→ Records shown:
###
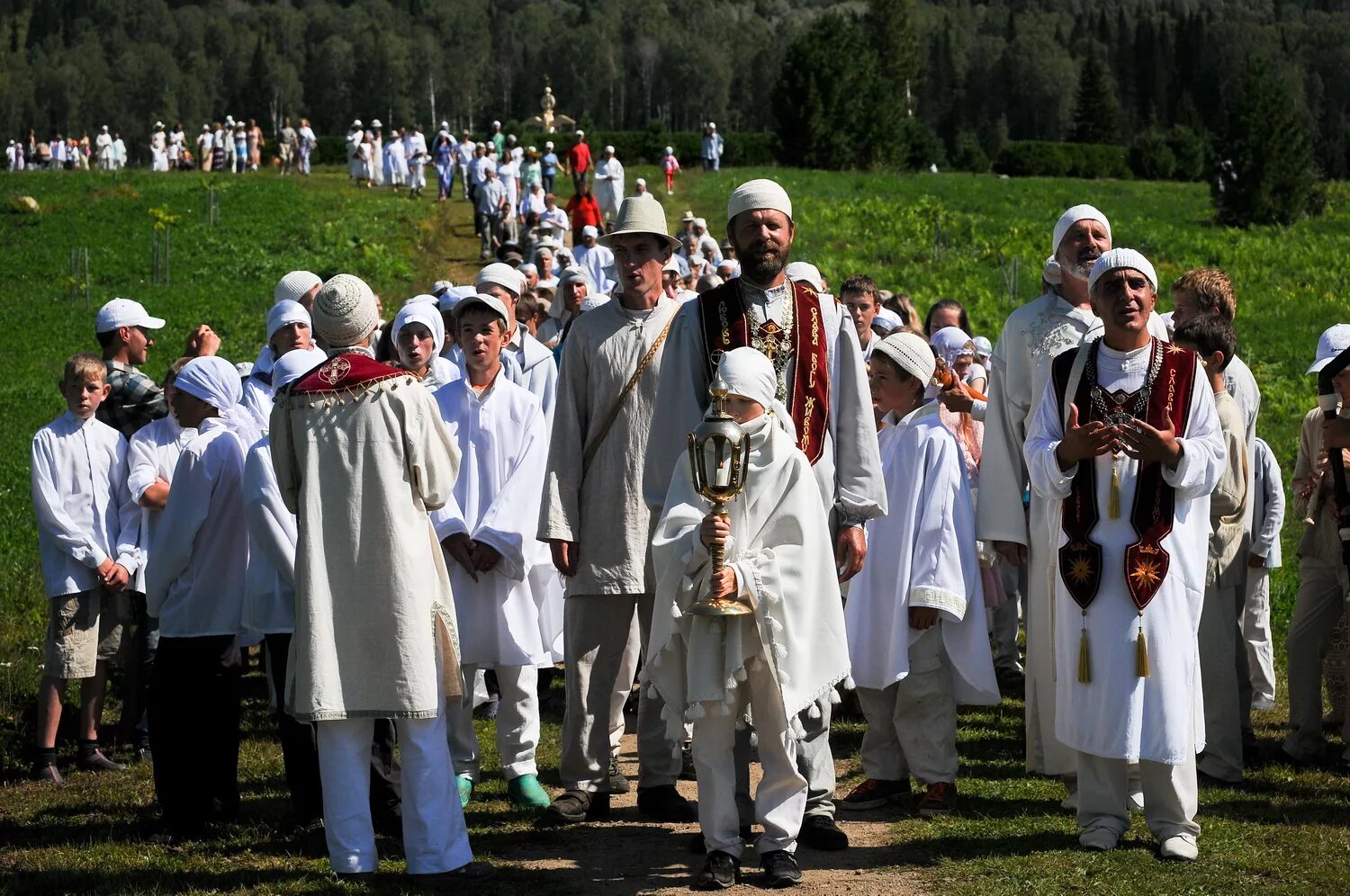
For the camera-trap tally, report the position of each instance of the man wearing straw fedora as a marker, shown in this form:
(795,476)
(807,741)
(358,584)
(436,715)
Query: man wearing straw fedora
(597,523)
###
→ Problem details: Retype all of the material above precisely as it reads. Pictures are not part of the copy.

→ Result below:
For the camera-trap tally, report the position of each instance of the man wearing straw fedora as a marker, shown in this form:
(795,476)
(807,741)
(358,584)
(436,715)
Query: man wearing straw fedora
(597,523)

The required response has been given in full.